--- Start Data section ---

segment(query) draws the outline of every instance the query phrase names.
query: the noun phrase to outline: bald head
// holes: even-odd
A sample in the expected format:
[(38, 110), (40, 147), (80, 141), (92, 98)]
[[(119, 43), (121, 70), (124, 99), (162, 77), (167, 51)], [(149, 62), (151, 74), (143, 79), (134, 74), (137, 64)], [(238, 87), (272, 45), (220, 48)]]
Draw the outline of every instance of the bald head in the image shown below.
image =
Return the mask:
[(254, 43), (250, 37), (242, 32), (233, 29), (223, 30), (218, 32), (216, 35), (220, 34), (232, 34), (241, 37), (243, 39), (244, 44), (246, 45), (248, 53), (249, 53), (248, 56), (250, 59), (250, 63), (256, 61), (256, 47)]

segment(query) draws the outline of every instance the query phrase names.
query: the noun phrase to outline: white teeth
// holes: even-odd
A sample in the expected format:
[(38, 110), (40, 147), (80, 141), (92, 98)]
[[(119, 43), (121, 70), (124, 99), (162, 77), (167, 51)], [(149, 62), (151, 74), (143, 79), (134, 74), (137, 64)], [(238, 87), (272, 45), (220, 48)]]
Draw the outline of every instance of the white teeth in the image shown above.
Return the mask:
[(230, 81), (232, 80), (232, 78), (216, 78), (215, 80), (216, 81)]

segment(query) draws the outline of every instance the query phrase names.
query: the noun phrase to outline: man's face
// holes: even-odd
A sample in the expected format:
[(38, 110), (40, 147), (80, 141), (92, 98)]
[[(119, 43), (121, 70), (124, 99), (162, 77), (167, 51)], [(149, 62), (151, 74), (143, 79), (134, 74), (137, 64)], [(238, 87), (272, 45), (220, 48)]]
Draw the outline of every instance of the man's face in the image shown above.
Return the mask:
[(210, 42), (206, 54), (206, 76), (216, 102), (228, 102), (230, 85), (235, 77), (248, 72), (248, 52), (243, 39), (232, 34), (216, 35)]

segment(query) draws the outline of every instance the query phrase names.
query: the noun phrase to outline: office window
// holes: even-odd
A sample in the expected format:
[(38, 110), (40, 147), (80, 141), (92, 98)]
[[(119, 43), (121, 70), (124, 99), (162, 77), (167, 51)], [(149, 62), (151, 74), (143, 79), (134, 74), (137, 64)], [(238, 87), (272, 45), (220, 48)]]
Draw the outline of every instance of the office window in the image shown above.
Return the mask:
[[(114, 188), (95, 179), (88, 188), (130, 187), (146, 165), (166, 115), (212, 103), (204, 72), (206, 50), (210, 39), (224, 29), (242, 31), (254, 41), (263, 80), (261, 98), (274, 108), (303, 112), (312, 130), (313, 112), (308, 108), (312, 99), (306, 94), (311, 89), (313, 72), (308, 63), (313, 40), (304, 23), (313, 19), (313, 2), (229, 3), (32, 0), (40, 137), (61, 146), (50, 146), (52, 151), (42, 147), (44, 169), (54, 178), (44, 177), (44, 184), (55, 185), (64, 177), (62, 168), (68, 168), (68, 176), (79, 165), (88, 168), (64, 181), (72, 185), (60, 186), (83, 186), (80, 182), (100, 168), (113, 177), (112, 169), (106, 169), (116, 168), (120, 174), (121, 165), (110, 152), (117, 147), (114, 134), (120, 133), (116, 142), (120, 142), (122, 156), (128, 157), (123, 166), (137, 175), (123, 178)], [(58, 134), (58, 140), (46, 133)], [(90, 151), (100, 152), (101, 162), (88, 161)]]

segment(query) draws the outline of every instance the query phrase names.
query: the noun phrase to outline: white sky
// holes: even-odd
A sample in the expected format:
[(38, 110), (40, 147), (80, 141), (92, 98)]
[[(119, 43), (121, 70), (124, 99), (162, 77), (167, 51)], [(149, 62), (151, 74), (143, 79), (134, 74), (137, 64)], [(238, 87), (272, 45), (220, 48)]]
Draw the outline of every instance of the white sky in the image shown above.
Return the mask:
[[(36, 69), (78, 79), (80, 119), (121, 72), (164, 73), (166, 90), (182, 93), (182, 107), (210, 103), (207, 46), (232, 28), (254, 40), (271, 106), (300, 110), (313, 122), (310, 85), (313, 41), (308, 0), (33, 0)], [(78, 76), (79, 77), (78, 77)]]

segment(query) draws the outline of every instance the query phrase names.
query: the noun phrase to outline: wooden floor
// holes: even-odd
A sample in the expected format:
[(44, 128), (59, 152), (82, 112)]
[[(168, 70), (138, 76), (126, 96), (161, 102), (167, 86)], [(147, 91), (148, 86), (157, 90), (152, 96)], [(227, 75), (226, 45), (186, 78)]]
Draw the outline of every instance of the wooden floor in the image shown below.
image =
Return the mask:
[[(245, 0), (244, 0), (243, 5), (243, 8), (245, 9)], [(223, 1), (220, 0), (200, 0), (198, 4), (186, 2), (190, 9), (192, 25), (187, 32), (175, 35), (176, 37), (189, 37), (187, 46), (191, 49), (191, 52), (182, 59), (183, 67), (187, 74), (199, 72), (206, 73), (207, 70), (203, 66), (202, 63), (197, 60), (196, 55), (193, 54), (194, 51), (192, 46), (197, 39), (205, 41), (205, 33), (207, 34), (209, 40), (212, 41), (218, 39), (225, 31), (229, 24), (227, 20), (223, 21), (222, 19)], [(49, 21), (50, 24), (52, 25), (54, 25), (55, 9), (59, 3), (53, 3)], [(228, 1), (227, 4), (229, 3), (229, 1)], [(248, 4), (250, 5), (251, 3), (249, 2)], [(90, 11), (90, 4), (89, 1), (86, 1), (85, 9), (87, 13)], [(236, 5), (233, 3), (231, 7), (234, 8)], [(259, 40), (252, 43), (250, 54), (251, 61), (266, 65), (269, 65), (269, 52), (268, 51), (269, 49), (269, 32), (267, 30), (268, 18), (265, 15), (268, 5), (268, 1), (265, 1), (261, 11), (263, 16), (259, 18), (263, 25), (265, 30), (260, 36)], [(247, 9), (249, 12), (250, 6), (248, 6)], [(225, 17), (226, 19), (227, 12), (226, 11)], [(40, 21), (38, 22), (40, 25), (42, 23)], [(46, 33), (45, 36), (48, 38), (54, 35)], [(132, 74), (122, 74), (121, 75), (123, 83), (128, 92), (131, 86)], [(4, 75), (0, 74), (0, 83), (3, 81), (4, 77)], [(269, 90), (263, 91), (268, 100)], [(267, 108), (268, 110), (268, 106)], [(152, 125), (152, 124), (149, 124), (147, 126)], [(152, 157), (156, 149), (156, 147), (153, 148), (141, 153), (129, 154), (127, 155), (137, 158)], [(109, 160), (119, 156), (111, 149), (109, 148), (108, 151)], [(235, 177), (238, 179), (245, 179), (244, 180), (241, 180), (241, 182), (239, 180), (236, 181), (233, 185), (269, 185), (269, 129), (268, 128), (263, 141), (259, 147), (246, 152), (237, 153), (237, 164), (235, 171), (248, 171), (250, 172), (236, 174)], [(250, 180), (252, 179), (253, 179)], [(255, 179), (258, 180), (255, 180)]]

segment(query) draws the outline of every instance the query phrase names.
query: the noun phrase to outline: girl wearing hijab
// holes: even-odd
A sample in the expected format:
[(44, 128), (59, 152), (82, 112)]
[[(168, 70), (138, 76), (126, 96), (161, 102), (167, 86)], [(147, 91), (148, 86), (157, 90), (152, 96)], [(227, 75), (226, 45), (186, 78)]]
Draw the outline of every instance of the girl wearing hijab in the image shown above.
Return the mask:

--- End Data section ---

Reproduce all of the material above word for word, leaving out nothing and changing nothing.

segment(query) draws the outline of every instance the query phrase names.
query: the noun phrase to outline: bald head
// holes: even-odd
A sample in the expected format:
[(38, 110), (40, 147), (80, 141), (92, 98)]
[[(119, 43), (121, 70), (124, 99), (162, 77), (167, 51)], [(149, 62), (151, 74), (143, 79), (134, 74), (137, 64)], [(238, 87), (272, 45), (220, 48)]]
Draw the outline of every instance of the bald head in the image shown below.
image =
Return the mask:
[(254, 43), (250, 37), (242, 32), (233, 29), (223, 30), (218, 32), (216, 35), (220, 34), (232, 34), (241, 37), (243, 39), (244, 44), (246, 45), (248, 53), (249, 53), (248, 56), (250, 59), (250, 63), (256, 61), (256, 47)]

segment(query) draws the outline of every instance the query phrase names.
query: the noun phrase to outline: white teeth
// holes: even-odd
A sample in the expected format:
[(38, 110), (40, 147), (80, 141), (92, 98)]
[[(119, 43), (121, 70), (124, 99), (162, 77), (167, 51)], [(149, 62), (151, 74), (143, 79), (134, 74), (137, 64)], [(238, 87), (272, 45), (220, 48)]]
Draw the outline of every instance of the white teeth in the image shown above.
Return the mask:
[(230, 81), (232, 80), (232, 78), (216, 78), (215, 80), (216, 81)]

segment(query) draws the outline of every instance the query phrase names.
query: the noun phrase to outline: man's face
// holes: even-odd
A sample in the expected format:
[(38, 110), (40, 147), (80, 141), (92, 98)]
[[(119, 43), (121, 70), (124, 99), (162, 77), (167, 51)], [(149, 62), (151, 74), (143, 79), (134, 74), (137, 64)], [(238, 87), (272, 45), (220, 48)]]
Draw the outline of every instance of the man's face in the image shown above.
Return the mask:
[(210, 42), (206, 54), (206, 76), (216, 102), (228, 102), (230, 85), (235, 77), (248, 72), (248, 52), (243, 39), (232, 34), (216, 35)]

segment(query) draws the outline of every instance the query phrase names.
query: the noun phrase to outline: office window
// holes: even-odd
A sample in the expected format:
[(38, 110), (40, 147), (80, 141), (92, 98)]
[[(119, 43), (121, 70), (124, 99), (162, 77), (167, 51)], [(149, 62), (151, 74), (143, 79), (134, 74), (137, 64)], [(238, 87), (272, 45), (220, 48)]]
Draw the outline of every instance of the office window in the image shown above.
Return the mask:
[[(114, 188), (95, 179), (88, 188), (130, 187), (146, 165), (166, 115), (212, 103), (204, 72), (206, 50), (210, 39), (224, 29), (242, 31), (254, 41), (263, 80), (261, 98), (274, 108), (303, 112), (312, 130), (313, 112), (308, 108), (312, 99), (306, 94), (311, 89), (313, 72), (308, 63), (313, 40), (304, 23), (313, 19), (313, 2), (229, 3), (32, 0), (40, 137), (61, 146), (50, 146), (52, 151), (42, 147), (44, 169), (54, 178), (44, 177), (44, 184), (55, 185), (64, 177), (62, 168), (68, 168), (68, 176), (79, 165), (88, 168), (64, 181), (72, 185), (60, 186), (83, 186), (80, 182), (100, 168), (113, 177), (112, 169), (106, 169), (116, 168), (120, 174), (121, 165), (110, 152), (117, 147), (114, 134), (120, 133), (116, 142), (120, 142), (122, 156), (128, 157), (123, 166), (137, 175), (123, 178)], [(58, 134), (58, 140), (46, 133)], [(90, 151), (100, 152), (101, 162), (88, 161)]]

segment(query) draws the outline of every instance the query phrase names.
query: the noun phrase to outline: white sky
// holes: even-odd
A sample in the expected format:
[(38, 110), (40, 147), (80, 141), (92, 98)]
[[(119, 43), (121, 70), (124, 99), (162, 77), (167, 51)], [(149, 62), (151, 74), (143, 79), (134, 74), (137, 64)], [(238, 87), (272, 45), (220, 48)]]
Draw the outline of every instance of the white sky in the image shown above.
Return the mask:
[[(36, 69), (78, 79), (80, 119), (121, 72), (164, 73), (166, 90), (182, 93), (182, 107), (210, 103), (207, 46), (232, 28), (254, 40), (271, 106), (300, 110), (313, 122), (310, 85), (313, 41), (308, 0), (33, 0)], [(78, 76), (79, 77), (78, 77)]]

segment(query) draws the outline of every instance the query phrase names.
query: the noun phrase to outline: wooden floor
// holes: even-odd
A sample in the expected format:
[(44, 128), (59, 152), (82, 112)]
[[(168, 70), (138, 76), (126, 96), (161, 102), (167, 86)], [(147, 91), (148, 86), (157, 90), (152, 96)], [(227, 75), (226, 45), (186, 78)]]
Draw the outline of every instance of the wooden floor in the image shown below.
image =
Return the mask:
[[(245, 0), (244, 0), (243, 5), (243, 8), (245, 9)], [(223, 1), (220, 0), (200, 0), (198, 4), (186, 2), (190, 9), (192, 25), (187, 32), (175, 35), (176, 37), (189, 37), (187, 46), (191, 49), (191, 52), (182, 59), (183, 67), (187, 74), (199, 72), (206, 73), (207, 70), (203, 66), (202, 63), (197, 60), (196, 55), (193, 54), (194, 51), (192, 46), (197, 39), (205, 41), (205, 33), (207, 34), (209, 40), (212, 41), (218, 39), (225, 31), (229, 24), (227, 20), (223, 21), (222, 19)], [(49, 21), (50, 24), (52, 25), (54, 25), (55, 9), (59, 3), (53, 3)], [(228, 1), (227, 4), (229, 3), (229, 1)], [(248, 4), (250, 5), (251, 3), (249, 2)], [(90, 11), (90, 4), (89, 1), (86, 1), (85, 9), (87, 13)], [(236, 5), (233, 3), (231, 7), (234, 8)], [(259, 40), (252, 43), (250, 54), (251, 61), (266, 65), (269, 65), (269, 52), (268, 51), (269, 49), (269, 32), (267, 30), (268, 18), (265, 15), (268, 5), (268, 1), (265, 1), (261, 11), (263, 16), (259, 18), (263, 25), (265, 30), (260, 36)], [(247, 9), (249, 12), (250, 6), (248, 6)], [(225, 17), (226, 19), (227, 12), (226, 11)], [(40, 21), (38, 22), (40, 25), (42, 23)], [(46, 33), (45, 36), (48, 38), (54, 35)], [(132, 74), (122, 74), (121, 75), (123, 83), (128, 92), (131, 86)], [(4, 75), (0, 74), (0, 83), (3, 81), (4, 77)], [(269, 90), (263, 91), (268, 100)], [(267, 108), (268, 110), (268, 106)], [(152, 125), (152, 124), (149, 124), (147, 126)], [(152, 157), (156, 149), (156, 147), (153, 148), (141, 153), (129, 154), (127, 155), (137, 158)], [(109, 160), (119, 156), (111, 149), (109, 148), (108, 151)], [(235, 177), (238, 179), (245, 179), (244, 180), (241, 180), (241, 182), (239, 180), (236, 181), (233, 185), (269, 185), (269, 129), (268, 128), (263, 141), (259, 147), (246, 152), (237, 153), (237, 164), (235, 171), (248, 171), (250, 172), (236, 174)], [(250, 180), (252, 179), (253, 179)], [(255, 179), (258, 180), (255, 180)]]

segment(query) draws the outline of every instance the query phrase names.
query: the noun phrase to outline: girl wearing hijab
// holes: even-odd
A sample in the expected format:
[(44, 128), (59, 152), (82, 112)]
[[(168, 70), (138, 76), (126, 96), (161, 102), (167, 86)], [(147, 91), (148, 86), (157, 90), (152, 96)], [(227, 75), (226, 45), (186, 78)]]
Draw the outline of every instance of the girl wearing hijab in the image shown above.
Return the mask:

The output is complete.